#### Задание:
Продолжите, пожалуйста, приведенный ниже отрывок о поисках украинской идентичности, начав сразу после его последнего предложения.

ЕВРАЗИЯ http://evrazia.org/article/2664
Апории и соблазны самообретения: поиски украинской идентичности во времена смуты
Пламенные адепты украинской версии «Даодэцзина» с рвением молодого неофита воплощали в жизнь основы великого учения и убедили всех, что «когда правительство деятельно, народ становится несчастным»   6 мая 2015, 09:00
 
Главная угроза иррационализации термина «культурная идентичность», искусственно превращаемого в сакральный центр новой мобилизационной идеологии, состоит в пробуждении примитивного натурализма

Воронка последних событий порождает множество иллюзий и не позволяет мыслить все происходящее отчетливо и ясно: рефлексия вязнет в локальных контекстах, самозабвенно любуется примитивными выдумками и блуждает лабиринтами идеологических штампов. Весь этот псевдоинтеллектуальный шум, поднятый бурей большого четырнадцатого года украинской истории, заглушает тихий логос бытия. Последний свидетельствуют о крушении главного государствобразующего проекта даосско-швейцарской идиллии, возникшей на развалинах идеологического и индустриального советского наследия как попытка реализации векового стремления украинского народа к обретению собственной «хаты с краю». Киевская вариация на тему гармонии у-вэй предполагала наличие производства шоколада и принципиального бездействия правителей при любых обстоятельствах, но с легкостью бабочки Чжуан-цзы обходилась без благоденствия народа, качественных часов и небесной перспективы совершенномудрых. Однако нехватка таких малозначительных деталей компенсировалась фундаментальной для местной псевдоморфозы ориентацией на прозябание в разрывах истории и растворении в неспешности естественных ритмов изначальной простоты.

Комфортное проживание ситуации даосского распада структур сопровождалось судорожными попытками поиска собственной идентичности, увиденной в эсхатологической перспективе в качестве единственного средства спасения.

#### Набор записей:

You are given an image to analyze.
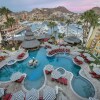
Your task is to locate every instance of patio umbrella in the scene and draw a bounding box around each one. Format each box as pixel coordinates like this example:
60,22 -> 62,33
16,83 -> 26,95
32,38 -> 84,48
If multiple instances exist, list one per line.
89,97 -> 98,100
43,86 -> 56,100
71,51 -> 80,56
46,49 -> 51,52
59,92 -> 67,100
46,64 -> 54,71
87,56 -> 95,61
93,67 -> 100,75
76,56 -> 84,61
11,90 -> 25,100
10,72 -> 23,81
0,88 -> 4,97
66,46 -> 71,49
83,53 -> 91,57
51,70 -> 62,79
26,88 -> 39,100
0,52 -> 8,56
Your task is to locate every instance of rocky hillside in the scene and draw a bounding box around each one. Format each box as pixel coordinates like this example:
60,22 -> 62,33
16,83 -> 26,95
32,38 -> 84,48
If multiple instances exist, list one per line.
30,6 -> 71,14
92,7 -> 100,16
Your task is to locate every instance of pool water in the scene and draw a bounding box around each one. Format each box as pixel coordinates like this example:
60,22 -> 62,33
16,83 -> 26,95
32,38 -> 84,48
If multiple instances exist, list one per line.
71,76 -> 95,98
0,48 -> 80,86
18,23 -> 83,35
0,48 -> 95,98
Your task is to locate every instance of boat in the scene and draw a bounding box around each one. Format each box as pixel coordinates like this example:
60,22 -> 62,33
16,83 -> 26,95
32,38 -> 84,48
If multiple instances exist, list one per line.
28,58 -> 38,68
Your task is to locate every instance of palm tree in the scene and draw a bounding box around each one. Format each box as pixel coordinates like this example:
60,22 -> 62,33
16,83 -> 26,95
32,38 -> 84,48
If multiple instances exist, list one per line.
66,19 -> 71,36
77,21 -> 82,34
81,10 -> 98,37
0,7 -> 11,20
4,17 -> 15,29
58,33 -> 63,42
48,21 -> 57,34
81,10 -> 98,51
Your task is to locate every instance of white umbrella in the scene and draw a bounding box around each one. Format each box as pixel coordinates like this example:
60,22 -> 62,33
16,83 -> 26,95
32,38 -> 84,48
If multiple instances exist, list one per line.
70,51 -> 80,56
87,56 -> 95,61
26,88 -> 39,100
0,52 -> 8,56
10,72 -> 23,81
51,70 -> 62,79
83,53 -> 91,57
97,65 -> 100,67
76,56 -> 84,61
0,88 -> 4,97
46,49 -> 51,52
60,46 -> 66,49
66,46 -> 71,49
89,97 -> 98,100
11,90 -> 25,100
93,67 -> 100,75
43,86 -> 56,100
46,64 -> 54,71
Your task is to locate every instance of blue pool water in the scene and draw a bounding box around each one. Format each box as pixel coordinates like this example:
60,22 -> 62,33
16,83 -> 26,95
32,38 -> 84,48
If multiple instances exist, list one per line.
0,48 -> 80,86
71,77 -> 95,98
18,23 -> 83,35
0,48 -> 95,98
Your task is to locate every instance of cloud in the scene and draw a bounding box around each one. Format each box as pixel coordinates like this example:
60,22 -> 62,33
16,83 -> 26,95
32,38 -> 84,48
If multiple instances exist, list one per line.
0,0 -> 100,12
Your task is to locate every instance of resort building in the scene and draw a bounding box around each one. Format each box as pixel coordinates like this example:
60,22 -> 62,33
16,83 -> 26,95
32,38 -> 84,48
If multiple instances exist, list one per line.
86,27 -> 100,56
21,29 -> 40,49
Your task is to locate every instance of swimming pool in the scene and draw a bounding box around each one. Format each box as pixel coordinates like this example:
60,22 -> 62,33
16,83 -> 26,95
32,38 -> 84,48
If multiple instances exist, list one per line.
71,76 -> 95,98
0,48 -> 94,98
18,22 -> 83,35
0,48 -> 80,85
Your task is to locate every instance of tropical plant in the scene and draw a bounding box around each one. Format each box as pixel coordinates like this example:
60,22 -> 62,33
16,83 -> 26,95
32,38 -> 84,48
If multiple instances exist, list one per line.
48,21 -> 57,34
4,17 -> 15,29
0,7 -> 11,20
66,19 -> 71,36
77,21 -> 82,34
81,10 -> 98,51
81,10 -> 98,36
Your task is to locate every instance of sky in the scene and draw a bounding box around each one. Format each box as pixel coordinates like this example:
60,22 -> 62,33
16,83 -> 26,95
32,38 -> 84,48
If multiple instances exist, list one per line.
0,0 -> 100,13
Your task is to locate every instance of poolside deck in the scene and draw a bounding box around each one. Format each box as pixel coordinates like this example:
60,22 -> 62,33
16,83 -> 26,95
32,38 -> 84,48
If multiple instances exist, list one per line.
46,72 -> 82,100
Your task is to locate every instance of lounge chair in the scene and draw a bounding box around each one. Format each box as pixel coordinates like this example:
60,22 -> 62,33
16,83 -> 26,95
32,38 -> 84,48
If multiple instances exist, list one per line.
15,76 -> 25,83
45,70 -> 49,75
89,71 -> 97,75
92,75 -> 100,79
51,78 -> 55,81
2,94 -> 12,100
39,97 -> 43,100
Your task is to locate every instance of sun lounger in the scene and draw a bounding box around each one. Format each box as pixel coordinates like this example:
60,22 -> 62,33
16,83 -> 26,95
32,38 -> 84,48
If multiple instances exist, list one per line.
15,76 -> 25,83
2,94 -> 12,100
92,75 -> 100,79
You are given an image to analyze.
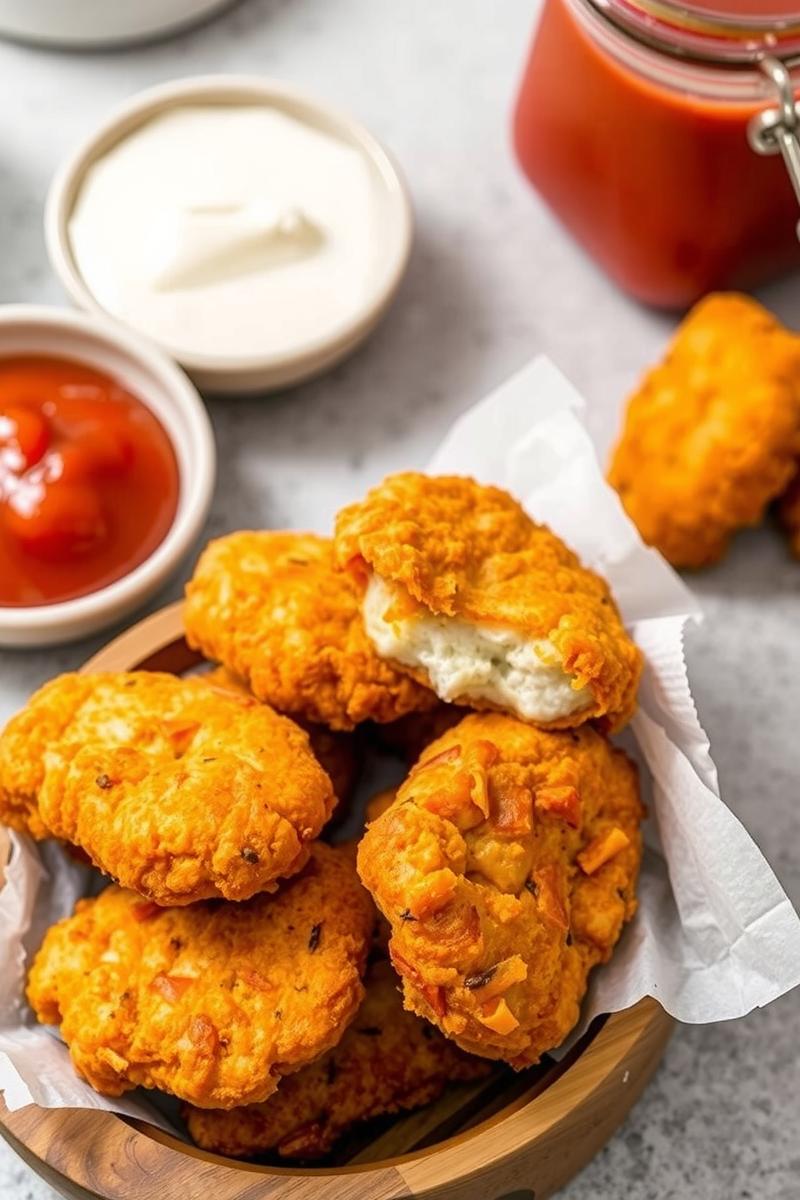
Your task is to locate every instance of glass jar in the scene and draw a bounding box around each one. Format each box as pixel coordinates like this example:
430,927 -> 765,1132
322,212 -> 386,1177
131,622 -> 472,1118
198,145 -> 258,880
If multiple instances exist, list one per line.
515,0 -> 800,308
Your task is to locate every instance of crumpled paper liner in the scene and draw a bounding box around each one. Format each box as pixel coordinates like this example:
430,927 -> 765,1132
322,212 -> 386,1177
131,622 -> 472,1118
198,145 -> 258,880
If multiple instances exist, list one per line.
0,358 -> 800,1128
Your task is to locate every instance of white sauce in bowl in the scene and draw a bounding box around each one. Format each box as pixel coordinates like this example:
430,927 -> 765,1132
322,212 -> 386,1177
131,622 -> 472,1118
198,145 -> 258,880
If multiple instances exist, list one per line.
68,103 -> 380,360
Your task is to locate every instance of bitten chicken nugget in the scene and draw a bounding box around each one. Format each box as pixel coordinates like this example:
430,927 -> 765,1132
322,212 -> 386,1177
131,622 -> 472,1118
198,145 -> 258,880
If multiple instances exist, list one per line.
336,473 -> 640,728
185,532 -> 435,730
608,293 -> 800,566
0,671 -> 335,905
778,470 -> 800,558
185,962 -> 488,1158
359,714 -> 642,1068
201,667 -> 361,800
28,842 -> 374,1108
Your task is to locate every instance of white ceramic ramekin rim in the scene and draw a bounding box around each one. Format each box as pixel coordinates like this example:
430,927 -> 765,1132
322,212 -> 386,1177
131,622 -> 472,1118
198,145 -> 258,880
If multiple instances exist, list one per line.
44,74 -> 414,394
0,305 -> 216,647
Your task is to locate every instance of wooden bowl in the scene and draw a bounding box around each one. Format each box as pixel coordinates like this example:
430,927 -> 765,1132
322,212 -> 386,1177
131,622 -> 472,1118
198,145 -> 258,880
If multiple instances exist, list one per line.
0,604 -> 673,1200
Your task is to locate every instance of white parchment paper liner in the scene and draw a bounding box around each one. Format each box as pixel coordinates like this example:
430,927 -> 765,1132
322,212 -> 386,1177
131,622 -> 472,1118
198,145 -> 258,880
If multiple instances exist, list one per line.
0,358 -> 800,1126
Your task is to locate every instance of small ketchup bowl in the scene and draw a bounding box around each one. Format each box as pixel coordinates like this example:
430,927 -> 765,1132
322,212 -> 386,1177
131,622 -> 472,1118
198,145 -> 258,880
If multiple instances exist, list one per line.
0,305 -> 216,646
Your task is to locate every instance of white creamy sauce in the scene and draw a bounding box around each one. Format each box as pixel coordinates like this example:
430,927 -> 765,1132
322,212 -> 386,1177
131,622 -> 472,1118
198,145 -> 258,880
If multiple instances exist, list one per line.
363,575 -> 591,721
70,104 -> 380,358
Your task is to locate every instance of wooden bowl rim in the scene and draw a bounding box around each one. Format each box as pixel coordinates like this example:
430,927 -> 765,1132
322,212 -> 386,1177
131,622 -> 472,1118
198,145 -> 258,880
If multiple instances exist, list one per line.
0,601 -> 674,1200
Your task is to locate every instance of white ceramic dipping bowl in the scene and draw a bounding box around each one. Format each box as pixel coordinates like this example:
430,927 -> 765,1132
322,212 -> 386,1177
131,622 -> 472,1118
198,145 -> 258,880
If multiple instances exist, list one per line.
44,76 -> 414,395
0,305 -> 216,646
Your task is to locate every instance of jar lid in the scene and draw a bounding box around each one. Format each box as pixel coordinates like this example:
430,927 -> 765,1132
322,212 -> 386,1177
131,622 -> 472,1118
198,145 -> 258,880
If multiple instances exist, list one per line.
589,0 -> 800,65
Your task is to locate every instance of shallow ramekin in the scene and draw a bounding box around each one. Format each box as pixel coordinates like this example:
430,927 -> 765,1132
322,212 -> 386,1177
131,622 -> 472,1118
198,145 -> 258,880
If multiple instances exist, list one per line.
0,305 -> 216,646
44,76 -> 414,394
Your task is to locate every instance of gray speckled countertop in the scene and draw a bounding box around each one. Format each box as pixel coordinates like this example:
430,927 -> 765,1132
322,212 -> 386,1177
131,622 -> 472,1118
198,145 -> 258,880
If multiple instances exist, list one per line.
0,0 -> 800,1200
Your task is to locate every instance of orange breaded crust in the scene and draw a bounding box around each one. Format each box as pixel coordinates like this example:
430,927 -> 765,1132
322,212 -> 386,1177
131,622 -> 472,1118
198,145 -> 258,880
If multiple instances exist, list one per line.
0,671 -> 335,905
185,532 -> 435,730
185,962 -> 488,1158
608,293 -> 800,566
28,842 -> 374,1109
336,472 -> 642,728
359,714 -> 643,1068
201,667 -> 361,800
778,470 -> 800,558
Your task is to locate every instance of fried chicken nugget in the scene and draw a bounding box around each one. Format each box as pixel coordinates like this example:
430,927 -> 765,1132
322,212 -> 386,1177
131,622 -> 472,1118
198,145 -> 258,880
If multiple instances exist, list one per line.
185,532 -> 435,730
777,470 -> 800,558
608,293 -> 800,568
28,842 -> 374,1109
185,962 -> 488,1158
0,671 -> 335,905
336,473 -> 642,728
201,667 -> 361,800
359,713 -> 643,1068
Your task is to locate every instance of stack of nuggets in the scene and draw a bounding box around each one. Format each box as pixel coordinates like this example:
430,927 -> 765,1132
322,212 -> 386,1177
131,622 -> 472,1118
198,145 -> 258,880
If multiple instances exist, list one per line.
0,474 -> 642,1158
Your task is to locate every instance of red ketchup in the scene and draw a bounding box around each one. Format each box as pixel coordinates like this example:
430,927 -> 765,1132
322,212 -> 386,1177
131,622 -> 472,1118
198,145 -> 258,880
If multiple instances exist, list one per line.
0,356 -> 180,606
515,0 -> 800,308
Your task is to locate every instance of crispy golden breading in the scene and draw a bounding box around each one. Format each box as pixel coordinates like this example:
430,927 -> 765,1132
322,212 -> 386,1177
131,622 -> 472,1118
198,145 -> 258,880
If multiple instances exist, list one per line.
201,667 -> 361,800
359,714 -> 643,1068
185,532 -> 435,730
608,293 -> 800,566
28,842 -> 374,1108
365,787 -> 397,824
185,962 -> 488,1158
336,473 -> 642,728
778,470 -> 800,558
375,701 -> 469,762
0,671 -> 335,905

#### Ответ к заданию:
Столь красочный даосский колорит желтых пшеничных полей под небесами голубого цвета только усиливался принципиальным разрывом с конфуцианским каноном исправления имен и растождествлением сущностей. С достойным восхищения настойчивостью ученика, изучившего гексаграммы И-цзин, проводило в жизнь всеобщее искажение имен, культивируя добродетель государя не быть государем, сановника - сановником, отца - отцом…

Преодолев столь простые очевидности, пламенные адепты украинской версии «Даодэцзина» с рвением молодого неофита воплощали в жизнь основы великого учения и убедили всех, что «когда правительство деятельно, народ становится несчастным». Также, подражая древности и великим предкам, открывшим путь медитаций о великом квадрате, не имеющем углов, многие отказались от государственных дел и погрузились в созерцание геометрического изображения данного коана на изысканной керамике бронзового века. Патриархальная гармония мистических практик укреплялась радостным управлением без помощи знаний, необходимым итогом которого оказалось возвращение в благодатные времена плетения узелков и использования их вместо письма.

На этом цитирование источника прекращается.